Data extract ->
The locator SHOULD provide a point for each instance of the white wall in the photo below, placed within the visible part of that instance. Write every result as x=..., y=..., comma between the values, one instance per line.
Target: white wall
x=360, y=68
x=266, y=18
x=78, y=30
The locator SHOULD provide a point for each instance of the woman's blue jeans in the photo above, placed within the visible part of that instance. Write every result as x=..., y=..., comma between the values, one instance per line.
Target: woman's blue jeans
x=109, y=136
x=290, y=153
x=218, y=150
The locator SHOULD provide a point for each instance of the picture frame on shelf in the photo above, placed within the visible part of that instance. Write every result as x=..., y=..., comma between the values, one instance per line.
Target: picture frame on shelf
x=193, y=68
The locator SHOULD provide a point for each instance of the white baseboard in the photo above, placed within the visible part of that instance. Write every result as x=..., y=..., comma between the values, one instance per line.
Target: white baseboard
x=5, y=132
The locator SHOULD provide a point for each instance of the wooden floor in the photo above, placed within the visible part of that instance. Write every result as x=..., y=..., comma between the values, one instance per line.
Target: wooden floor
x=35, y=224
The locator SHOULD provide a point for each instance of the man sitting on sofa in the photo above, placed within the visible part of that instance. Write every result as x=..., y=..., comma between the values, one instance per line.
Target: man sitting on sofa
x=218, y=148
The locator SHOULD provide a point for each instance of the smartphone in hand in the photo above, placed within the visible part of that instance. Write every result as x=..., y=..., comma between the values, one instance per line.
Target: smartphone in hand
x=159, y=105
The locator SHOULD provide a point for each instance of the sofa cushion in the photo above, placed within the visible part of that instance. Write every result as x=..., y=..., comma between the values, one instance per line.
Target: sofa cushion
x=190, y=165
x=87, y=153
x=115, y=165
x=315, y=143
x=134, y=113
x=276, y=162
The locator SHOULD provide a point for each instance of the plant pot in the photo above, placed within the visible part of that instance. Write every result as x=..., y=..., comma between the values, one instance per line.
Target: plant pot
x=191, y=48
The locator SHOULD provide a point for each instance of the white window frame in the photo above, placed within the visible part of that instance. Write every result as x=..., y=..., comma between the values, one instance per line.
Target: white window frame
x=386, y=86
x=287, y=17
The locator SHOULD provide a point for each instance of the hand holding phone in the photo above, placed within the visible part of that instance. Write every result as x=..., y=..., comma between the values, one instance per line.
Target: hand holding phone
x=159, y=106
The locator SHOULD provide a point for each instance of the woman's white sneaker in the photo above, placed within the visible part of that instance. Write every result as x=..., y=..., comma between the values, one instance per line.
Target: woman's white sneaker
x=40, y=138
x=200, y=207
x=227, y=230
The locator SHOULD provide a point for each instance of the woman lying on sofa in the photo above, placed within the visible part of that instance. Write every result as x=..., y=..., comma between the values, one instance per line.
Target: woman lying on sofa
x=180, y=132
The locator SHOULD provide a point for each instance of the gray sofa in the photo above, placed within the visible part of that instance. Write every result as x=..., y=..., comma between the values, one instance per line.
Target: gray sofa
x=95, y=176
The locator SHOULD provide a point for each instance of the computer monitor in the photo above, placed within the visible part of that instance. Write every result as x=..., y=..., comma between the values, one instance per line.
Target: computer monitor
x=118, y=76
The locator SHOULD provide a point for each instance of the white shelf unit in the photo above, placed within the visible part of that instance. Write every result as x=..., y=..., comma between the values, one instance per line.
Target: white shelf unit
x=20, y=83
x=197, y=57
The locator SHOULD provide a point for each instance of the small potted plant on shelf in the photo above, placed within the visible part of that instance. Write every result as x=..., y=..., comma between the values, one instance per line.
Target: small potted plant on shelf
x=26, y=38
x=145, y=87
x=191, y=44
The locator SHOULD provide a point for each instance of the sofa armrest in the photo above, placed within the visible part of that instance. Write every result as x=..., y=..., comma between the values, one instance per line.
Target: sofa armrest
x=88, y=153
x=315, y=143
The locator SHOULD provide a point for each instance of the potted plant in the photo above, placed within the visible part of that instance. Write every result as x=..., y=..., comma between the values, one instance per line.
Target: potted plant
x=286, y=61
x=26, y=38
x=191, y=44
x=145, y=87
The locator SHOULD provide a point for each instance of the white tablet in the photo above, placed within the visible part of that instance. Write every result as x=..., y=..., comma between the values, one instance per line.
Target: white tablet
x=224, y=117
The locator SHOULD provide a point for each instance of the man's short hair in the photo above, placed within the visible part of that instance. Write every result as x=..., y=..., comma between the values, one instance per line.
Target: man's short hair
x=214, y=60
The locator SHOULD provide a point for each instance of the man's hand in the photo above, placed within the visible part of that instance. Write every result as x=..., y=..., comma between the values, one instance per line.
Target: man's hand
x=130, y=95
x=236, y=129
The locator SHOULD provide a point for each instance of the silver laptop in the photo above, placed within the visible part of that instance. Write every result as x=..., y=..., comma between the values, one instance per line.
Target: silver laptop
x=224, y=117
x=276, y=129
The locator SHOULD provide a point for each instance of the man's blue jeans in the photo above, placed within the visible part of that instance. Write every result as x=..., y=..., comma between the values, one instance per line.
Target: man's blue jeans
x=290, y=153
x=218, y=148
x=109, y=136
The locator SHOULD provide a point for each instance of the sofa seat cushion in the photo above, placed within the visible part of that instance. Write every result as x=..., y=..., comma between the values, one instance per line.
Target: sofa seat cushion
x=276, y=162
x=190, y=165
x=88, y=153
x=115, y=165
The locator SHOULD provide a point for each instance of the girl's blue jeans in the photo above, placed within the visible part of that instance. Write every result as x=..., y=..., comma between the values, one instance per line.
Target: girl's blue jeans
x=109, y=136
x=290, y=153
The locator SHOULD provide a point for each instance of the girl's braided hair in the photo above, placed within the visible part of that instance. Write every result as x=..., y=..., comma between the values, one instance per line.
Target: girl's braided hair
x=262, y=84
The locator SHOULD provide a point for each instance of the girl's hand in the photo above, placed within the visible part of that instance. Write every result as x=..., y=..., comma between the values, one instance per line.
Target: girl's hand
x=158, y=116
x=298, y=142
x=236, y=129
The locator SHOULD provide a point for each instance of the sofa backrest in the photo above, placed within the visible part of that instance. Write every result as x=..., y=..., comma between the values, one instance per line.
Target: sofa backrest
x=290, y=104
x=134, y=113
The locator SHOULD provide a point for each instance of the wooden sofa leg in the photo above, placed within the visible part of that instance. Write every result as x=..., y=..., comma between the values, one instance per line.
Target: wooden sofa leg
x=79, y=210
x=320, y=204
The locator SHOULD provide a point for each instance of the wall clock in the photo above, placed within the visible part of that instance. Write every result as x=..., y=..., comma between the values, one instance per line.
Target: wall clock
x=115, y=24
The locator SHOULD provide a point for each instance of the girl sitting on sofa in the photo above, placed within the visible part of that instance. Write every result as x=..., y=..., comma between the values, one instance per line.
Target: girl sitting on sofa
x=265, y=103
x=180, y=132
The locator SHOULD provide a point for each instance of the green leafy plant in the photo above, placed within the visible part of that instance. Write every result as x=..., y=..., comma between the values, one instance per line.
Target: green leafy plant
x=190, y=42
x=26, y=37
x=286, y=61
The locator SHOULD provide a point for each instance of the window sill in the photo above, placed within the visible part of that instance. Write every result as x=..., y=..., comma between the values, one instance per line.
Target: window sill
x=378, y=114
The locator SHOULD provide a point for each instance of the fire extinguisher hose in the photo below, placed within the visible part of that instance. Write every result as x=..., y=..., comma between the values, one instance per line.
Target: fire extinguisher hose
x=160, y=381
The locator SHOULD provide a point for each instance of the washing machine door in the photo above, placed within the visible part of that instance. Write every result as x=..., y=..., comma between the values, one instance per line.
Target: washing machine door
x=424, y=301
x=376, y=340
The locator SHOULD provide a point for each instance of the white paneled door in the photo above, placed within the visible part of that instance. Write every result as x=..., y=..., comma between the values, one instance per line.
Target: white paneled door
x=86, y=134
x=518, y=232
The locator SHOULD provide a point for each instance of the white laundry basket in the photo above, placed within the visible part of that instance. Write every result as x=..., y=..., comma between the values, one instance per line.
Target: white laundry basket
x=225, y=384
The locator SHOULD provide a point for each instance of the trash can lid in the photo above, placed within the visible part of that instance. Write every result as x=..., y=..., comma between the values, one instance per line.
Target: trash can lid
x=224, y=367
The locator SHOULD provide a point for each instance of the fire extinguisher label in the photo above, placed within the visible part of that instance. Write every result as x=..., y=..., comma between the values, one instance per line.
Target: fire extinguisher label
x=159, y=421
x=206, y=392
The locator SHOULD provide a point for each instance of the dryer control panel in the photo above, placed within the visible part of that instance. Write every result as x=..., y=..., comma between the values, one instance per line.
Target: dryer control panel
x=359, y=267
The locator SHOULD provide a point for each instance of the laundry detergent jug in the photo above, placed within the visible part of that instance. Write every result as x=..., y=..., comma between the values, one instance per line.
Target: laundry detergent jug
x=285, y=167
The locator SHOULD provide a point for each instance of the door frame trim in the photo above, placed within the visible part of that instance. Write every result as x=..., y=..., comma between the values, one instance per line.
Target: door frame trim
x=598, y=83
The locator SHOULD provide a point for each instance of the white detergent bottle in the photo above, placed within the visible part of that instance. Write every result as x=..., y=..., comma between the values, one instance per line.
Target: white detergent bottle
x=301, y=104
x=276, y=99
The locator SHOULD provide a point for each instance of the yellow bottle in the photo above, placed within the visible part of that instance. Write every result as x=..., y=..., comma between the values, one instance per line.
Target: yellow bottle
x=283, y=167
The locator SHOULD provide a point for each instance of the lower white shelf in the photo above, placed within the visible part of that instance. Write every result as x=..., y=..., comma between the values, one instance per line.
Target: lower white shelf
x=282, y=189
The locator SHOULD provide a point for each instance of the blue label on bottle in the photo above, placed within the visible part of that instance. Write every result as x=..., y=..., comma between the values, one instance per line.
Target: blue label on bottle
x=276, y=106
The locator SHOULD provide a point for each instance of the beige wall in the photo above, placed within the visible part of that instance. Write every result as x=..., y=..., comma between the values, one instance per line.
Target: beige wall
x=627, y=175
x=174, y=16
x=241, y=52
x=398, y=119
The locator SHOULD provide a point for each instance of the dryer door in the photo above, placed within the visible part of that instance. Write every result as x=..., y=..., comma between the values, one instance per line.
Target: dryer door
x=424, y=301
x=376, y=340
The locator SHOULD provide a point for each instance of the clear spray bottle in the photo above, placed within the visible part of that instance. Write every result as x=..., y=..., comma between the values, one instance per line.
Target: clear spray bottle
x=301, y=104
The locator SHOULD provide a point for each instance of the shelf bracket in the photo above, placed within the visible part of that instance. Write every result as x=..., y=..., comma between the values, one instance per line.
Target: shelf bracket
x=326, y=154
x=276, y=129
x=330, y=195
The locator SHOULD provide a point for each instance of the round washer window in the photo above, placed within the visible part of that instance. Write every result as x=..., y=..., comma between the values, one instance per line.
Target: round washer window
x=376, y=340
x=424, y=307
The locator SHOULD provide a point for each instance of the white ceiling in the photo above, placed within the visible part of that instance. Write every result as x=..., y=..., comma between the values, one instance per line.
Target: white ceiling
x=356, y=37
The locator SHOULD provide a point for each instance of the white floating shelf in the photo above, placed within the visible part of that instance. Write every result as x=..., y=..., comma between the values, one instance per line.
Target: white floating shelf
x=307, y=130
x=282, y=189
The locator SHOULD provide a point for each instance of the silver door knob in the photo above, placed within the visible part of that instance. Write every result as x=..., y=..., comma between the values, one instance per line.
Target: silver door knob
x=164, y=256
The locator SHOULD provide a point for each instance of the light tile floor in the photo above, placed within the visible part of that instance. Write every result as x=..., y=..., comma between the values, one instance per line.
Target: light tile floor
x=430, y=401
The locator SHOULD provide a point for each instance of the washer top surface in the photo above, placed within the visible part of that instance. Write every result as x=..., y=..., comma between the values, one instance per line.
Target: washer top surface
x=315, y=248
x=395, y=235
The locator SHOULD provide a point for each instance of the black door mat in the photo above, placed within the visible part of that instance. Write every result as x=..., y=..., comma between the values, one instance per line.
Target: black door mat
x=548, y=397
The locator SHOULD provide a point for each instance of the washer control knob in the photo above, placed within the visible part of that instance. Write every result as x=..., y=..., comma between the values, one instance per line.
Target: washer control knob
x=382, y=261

Exercise objective ->
Reproduce the listing from the line with "of the wall" up to and including the line with "x=115, y=24", swapping "wall clock" for "round clock" and leaving everything else unchanged.

Complete answer ->
The locator SHOULD provide a point for each instance of the round clock in the photo above, placed within the visible part of that instance. Write every result as x=..., y=..., comma between the values, one instance per line.
Target: round clock
x=115, y=24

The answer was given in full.